▶ **Problem to solve**: After locating the line that contains "Objective: one point per instance of the chopped", restate it and each later line word for word through the end of the records.

[Saved entries]
━━━━

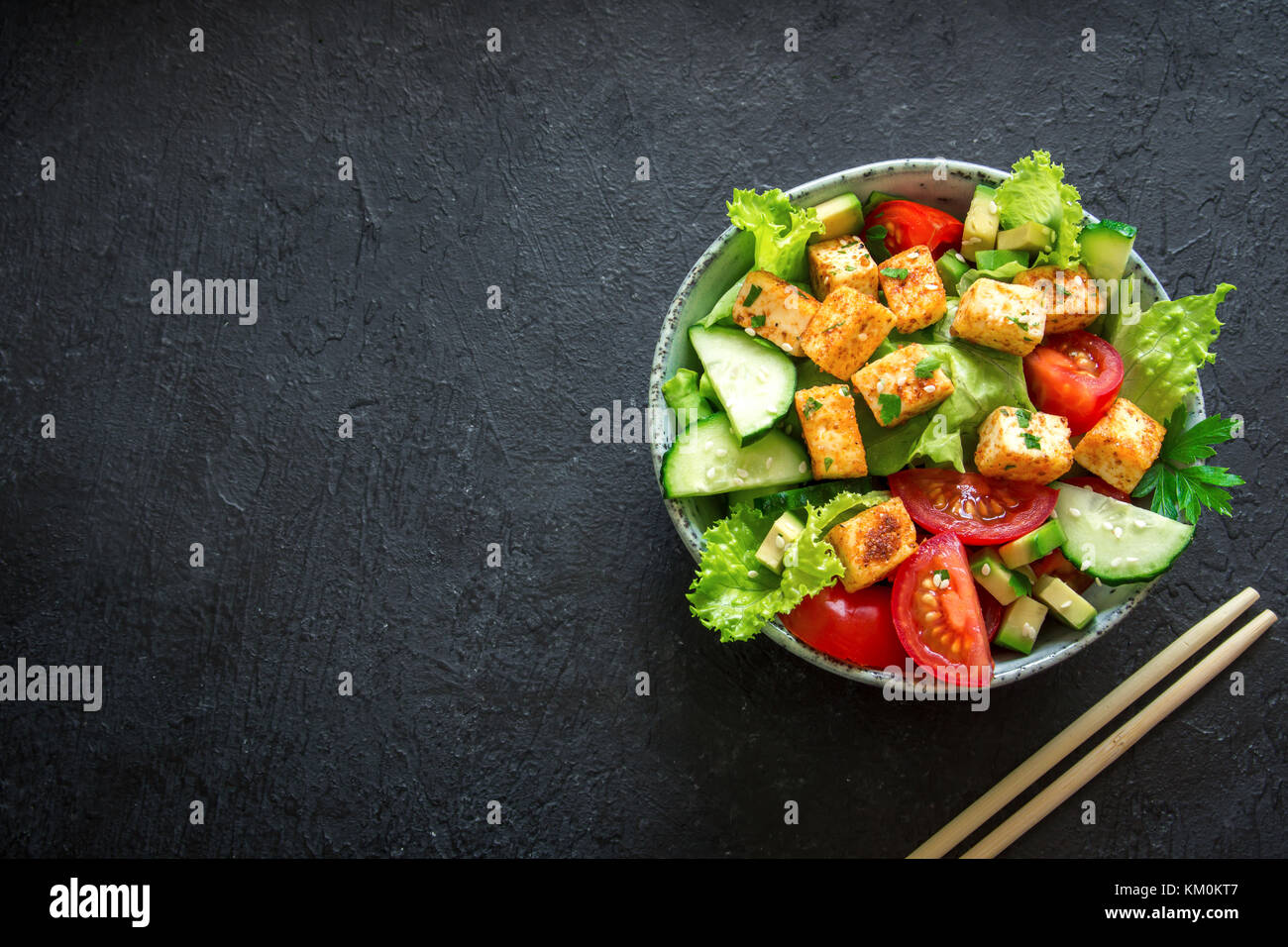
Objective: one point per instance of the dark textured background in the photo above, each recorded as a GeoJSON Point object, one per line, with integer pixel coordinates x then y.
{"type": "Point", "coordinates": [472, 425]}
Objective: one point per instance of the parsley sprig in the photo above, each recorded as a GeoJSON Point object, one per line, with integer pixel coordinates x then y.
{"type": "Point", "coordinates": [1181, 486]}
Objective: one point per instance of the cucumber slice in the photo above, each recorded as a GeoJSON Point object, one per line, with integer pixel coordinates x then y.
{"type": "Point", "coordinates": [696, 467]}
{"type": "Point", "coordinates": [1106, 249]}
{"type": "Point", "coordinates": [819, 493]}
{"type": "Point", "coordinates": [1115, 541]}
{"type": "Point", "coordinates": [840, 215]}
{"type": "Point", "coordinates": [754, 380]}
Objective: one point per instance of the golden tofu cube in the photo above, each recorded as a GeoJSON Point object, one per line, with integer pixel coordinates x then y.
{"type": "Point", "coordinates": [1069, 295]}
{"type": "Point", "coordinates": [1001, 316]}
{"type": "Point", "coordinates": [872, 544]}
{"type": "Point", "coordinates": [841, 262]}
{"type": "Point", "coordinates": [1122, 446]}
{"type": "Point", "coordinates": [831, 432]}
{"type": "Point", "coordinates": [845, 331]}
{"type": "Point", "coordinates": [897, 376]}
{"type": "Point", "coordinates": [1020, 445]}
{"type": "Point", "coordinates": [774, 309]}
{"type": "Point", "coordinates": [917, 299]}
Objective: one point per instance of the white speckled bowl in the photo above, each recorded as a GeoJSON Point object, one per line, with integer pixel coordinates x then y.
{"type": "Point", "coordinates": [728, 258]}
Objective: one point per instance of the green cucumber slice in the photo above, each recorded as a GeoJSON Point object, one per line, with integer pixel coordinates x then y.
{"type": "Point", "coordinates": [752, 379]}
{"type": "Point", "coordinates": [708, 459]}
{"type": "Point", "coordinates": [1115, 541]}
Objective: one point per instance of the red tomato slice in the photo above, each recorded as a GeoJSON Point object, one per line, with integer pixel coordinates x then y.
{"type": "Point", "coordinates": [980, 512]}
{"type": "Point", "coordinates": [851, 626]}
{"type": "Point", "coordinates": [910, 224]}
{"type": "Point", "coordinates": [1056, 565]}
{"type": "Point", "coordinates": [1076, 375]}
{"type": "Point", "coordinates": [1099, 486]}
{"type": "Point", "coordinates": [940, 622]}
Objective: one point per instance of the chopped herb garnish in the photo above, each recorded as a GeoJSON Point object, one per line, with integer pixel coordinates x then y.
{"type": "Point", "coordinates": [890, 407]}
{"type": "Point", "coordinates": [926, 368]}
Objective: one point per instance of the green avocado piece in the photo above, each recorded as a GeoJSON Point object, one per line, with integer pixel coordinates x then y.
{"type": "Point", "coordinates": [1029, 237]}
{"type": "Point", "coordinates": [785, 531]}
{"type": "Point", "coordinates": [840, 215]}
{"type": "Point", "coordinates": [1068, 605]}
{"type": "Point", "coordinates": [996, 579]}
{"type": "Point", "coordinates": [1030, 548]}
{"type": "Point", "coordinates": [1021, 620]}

━━━━

▶ **Task response**:
Objective: one point per instance of the chopped herb garnish in the photo above, each recorded as a GeoJSON Point object, one per line, with integer pixel coordinates x then y.
{"type": "Point", "coordinates": [890, 407]}
{"type": "Point", "coordinates": [926, 368]}
Objective: one point per instance of the green avocado piece in the photo above, each recorded as a GeoJSON Point object, one per line, with integer pixel coordinates x then y.
{"type": "Point", "coordinates": [1029, 237]}
{"type": "Point", "coordinates": [785, 531]}
{"type": "Point", "coordinates": [840, 215]}
{"type": "Point", "coordinates": [1068, 605]}
{"type": "Point", "coordinates": [996, 579]}
{"type": "Point", "coordinates": [1030, 548]}
{"type": "Point", "coordinates": [1021, 620]}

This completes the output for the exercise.